▶ [Task input]
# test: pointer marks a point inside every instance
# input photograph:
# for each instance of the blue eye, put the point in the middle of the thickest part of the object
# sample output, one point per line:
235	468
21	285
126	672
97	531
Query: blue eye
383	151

▶ [Task prompt] Render every line of the entries above as a Markdown table with the columns "Row" and "Entry," numbering the lines in order and leaving out any blank lines.

▶ [Solution for this exercise]
| Row | Entry |
|---|---|
| 1 | # test: pointer marks a point inside every instance |
| 2 | # input photograph: |
| 3 | # for each instance of the blue eye, put the point in the middle of the thickest part of the object |
| 4 | # sample output, one point per line: |
| 5 | 235	468 |
| 6 | 21	285 |
| 7 | 126	672 |
| 8 | 97	531 |
| 9 | Query: blue eye |
| 10 | 383	151 |